* _CONSIGNE_: Recopiez à l'identique les lignes ci-dessous, en commençant à celle qui contient "of the large" et en terminant après celle qui contient "769, 312, 800, 333". Laissez les images de côté dans votre réponse.

[Extraits de jeux de données annotés par boîtes]
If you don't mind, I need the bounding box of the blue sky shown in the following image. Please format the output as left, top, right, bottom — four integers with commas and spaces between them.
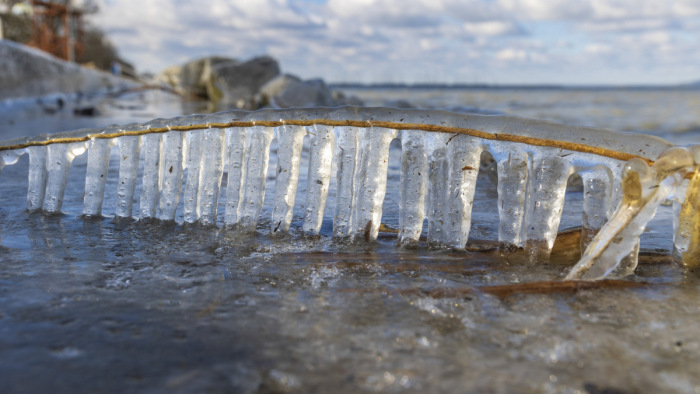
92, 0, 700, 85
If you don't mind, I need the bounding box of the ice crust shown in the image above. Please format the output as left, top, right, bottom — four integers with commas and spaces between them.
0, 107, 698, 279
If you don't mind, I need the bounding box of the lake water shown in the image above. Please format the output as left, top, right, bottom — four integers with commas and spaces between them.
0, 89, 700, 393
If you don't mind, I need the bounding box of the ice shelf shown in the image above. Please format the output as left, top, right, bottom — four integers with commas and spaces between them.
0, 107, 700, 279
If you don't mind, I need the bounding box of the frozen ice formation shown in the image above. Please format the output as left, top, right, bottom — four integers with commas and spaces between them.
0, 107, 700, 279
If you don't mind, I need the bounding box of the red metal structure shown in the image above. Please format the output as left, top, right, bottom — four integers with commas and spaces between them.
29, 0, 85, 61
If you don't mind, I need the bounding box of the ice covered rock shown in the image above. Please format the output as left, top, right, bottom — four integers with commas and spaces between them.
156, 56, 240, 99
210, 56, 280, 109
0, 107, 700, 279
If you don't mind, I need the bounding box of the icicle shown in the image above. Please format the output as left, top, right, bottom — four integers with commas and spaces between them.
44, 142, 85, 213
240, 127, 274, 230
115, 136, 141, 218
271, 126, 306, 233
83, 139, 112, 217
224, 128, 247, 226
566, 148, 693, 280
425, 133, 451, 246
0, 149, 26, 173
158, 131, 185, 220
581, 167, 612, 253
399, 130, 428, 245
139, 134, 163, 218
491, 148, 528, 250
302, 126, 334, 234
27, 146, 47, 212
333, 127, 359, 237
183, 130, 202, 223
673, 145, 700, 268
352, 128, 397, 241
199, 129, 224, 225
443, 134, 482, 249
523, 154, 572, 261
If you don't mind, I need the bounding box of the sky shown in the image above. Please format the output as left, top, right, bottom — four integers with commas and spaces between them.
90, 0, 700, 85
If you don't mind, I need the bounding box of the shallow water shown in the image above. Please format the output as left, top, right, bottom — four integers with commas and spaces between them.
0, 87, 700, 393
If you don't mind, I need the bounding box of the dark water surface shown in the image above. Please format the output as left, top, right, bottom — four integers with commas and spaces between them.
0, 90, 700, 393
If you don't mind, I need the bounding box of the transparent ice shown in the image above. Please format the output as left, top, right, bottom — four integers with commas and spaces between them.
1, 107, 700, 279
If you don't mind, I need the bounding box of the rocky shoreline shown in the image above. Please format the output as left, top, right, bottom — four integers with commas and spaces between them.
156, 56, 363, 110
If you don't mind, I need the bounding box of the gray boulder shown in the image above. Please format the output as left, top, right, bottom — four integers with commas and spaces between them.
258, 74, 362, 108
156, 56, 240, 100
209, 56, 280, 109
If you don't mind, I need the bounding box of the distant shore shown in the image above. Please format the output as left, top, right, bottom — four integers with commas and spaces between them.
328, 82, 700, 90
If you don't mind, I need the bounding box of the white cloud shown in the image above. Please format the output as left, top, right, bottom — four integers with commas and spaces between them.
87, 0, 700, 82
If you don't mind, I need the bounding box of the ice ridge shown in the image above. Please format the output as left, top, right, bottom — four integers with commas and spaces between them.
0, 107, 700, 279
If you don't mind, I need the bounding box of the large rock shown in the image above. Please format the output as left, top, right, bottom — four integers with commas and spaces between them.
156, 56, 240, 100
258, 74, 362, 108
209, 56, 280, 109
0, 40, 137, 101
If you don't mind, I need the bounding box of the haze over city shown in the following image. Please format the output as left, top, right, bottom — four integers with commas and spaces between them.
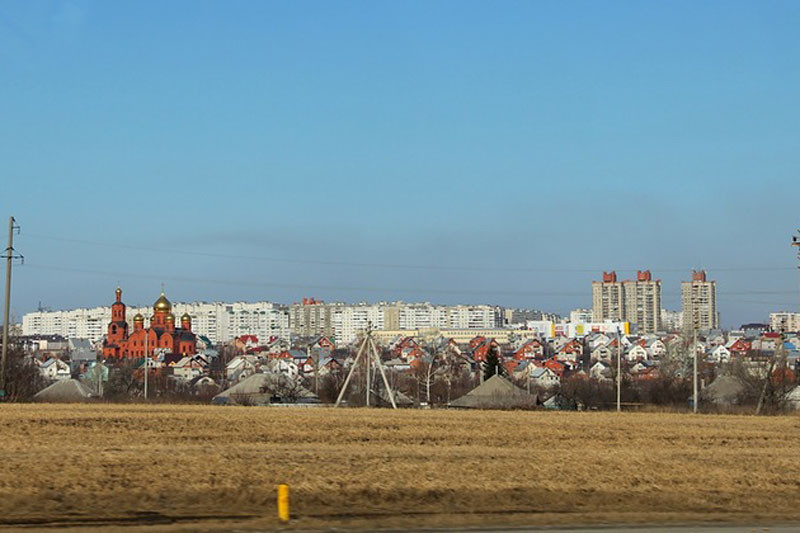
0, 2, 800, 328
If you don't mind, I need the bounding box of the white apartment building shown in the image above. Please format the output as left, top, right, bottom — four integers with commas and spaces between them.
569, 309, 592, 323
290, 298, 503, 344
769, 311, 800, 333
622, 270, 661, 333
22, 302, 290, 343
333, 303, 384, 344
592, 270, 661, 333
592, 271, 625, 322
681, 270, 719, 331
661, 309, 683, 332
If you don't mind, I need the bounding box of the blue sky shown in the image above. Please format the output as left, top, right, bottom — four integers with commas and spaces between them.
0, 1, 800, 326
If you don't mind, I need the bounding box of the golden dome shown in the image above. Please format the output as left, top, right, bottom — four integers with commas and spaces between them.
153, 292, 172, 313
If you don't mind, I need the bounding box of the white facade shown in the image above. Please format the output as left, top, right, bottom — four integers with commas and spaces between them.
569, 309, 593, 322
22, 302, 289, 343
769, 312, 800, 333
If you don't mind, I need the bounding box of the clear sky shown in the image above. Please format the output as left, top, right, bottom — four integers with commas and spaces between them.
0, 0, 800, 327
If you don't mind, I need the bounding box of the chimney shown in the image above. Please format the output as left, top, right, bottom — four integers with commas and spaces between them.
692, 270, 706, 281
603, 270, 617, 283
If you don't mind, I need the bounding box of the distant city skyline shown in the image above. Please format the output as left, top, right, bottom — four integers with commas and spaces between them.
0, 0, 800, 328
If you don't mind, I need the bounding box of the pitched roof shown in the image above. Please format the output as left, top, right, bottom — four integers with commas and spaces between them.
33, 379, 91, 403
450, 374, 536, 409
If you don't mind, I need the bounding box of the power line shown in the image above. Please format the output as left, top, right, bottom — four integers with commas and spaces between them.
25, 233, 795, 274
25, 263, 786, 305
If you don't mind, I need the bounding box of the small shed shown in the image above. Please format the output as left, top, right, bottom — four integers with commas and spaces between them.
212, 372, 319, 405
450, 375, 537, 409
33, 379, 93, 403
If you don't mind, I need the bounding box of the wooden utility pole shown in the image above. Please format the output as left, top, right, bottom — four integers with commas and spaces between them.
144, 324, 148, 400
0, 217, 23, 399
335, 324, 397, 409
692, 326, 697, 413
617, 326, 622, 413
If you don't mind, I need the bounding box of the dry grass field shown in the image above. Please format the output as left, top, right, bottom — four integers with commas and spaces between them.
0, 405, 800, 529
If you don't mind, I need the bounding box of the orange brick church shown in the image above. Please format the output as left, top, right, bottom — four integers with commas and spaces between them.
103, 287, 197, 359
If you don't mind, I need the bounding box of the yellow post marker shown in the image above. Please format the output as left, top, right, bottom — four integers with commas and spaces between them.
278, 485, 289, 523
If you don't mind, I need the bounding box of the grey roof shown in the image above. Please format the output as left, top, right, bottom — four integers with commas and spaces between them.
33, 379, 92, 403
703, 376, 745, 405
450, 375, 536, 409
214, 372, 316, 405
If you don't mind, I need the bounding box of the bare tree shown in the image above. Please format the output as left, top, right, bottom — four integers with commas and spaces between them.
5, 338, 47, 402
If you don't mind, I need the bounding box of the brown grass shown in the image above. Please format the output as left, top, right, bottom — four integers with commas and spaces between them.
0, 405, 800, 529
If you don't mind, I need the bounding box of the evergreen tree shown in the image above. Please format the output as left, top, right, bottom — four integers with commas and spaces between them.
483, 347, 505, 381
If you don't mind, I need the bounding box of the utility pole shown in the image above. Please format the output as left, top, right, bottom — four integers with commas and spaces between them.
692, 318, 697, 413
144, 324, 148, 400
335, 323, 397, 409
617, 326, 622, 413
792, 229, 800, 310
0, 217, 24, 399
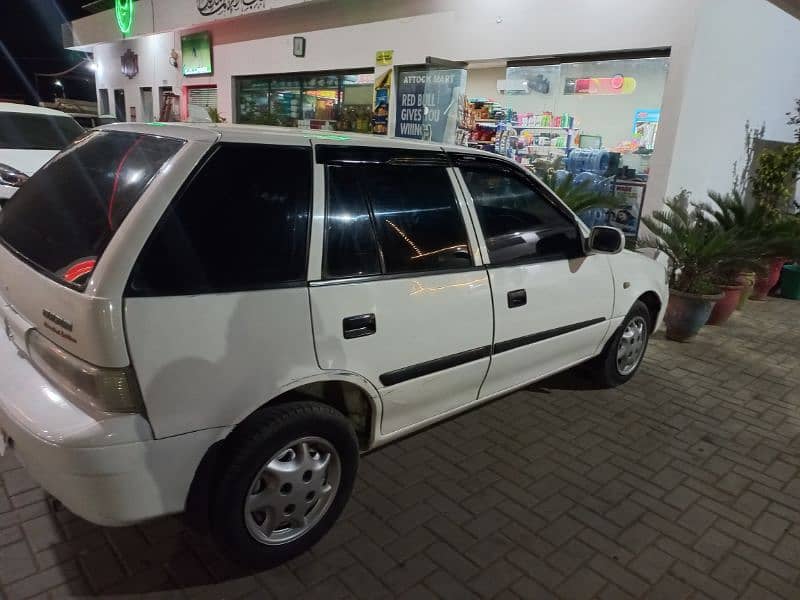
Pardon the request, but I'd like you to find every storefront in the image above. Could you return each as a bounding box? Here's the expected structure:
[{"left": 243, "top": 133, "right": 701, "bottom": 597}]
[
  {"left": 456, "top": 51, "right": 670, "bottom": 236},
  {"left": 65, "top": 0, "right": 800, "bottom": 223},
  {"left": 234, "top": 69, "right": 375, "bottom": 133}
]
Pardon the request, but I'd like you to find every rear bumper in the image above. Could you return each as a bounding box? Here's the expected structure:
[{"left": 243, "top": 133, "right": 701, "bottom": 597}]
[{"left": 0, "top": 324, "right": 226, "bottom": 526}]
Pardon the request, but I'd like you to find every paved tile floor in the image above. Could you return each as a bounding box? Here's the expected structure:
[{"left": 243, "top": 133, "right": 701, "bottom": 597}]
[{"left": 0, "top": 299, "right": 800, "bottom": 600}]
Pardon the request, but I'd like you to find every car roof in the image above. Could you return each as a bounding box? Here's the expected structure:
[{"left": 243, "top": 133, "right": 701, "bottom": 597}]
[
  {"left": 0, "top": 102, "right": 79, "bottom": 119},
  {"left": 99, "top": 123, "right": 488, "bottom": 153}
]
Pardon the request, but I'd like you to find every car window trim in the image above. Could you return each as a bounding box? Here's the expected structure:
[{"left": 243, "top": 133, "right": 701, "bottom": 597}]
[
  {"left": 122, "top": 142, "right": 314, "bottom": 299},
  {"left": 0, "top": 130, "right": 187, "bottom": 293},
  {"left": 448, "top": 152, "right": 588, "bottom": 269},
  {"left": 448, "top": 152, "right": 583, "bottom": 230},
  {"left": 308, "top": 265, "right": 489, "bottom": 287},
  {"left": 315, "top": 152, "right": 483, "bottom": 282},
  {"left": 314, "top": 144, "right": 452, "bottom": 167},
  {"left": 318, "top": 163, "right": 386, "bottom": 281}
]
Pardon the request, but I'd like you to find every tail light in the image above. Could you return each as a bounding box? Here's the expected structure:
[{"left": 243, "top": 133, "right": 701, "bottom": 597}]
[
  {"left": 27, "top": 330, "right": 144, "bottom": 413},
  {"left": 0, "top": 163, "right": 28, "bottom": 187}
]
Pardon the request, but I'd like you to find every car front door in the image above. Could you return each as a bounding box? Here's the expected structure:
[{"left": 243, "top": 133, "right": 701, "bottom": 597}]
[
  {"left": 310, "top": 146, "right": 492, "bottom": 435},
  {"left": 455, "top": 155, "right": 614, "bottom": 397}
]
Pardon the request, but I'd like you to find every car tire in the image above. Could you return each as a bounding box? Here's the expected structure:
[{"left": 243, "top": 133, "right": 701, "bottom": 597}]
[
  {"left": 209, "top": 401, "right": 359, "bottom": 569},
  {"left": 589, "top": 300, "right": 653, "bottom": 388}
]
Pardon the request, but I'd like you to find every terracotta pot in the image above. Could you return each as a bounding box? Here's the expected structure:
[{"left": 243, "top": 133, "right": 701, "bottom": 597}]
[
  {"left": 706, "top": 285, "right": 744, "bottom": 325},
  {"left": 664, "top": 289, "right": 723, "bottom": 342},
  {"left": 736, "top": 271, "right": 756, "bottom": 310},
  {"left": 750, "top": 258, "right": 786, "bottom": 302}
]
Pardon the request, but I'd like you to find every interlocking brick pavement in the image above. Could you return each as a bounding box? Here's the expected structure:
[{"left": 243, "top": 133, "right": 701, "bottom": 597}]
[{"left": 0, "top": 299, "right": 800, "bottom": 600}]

* _SOLUTION_:
If you don't mind, I need the bounding box of the large rock shown in the image above. Please format the output as left, top, right, bottom — four integers with commas and spaces between them.
156, 56, 240, 100
258, 74, 362, 108
209, 56, 280, 109
0, 40, 137, 101
If you don't mind, I need the bounding box of the haze over city shown in the following image. Please format the output as left, top, right, bottom — four integers with commas and spaces between them.
0, 2, 800, 328
If you don't mind, I need the bounding box of the white apartment building shown in the image above. Please format the output as left, top, right, bottom — four integers with commas and spaces between them.
569, 309, 592, 323
290, 298, 503, 344
769, 311, 800, 333
622, 270, 661, 333
22, 302, 290, 343
333, 303, 384, 344
592, 270, 661, 333
592, 271, 625, 322
681, 270, 719, 331
661, 309, 683, 332
If you don't mind, I need the bounding box of the blue sky shown in the image above. Please format the output as left, top, right, bottom — four integers with commas and spaces between them.
0, 1, 800, 326
If you don't mind, I need the bounding box of the golden dome shown in the image above. Please format the output as left, top, right, bottom — four integers with commas and spaces between them.
153, 292, 172, 313
If you don't mind, I need the bounding box of the white facade shown in the image above. Please format the output as left, top, right, bottom — four integers with commas and spaces between them.
569, 309, 593, 322
22, 302, 289, 343
769, 312, 800, 333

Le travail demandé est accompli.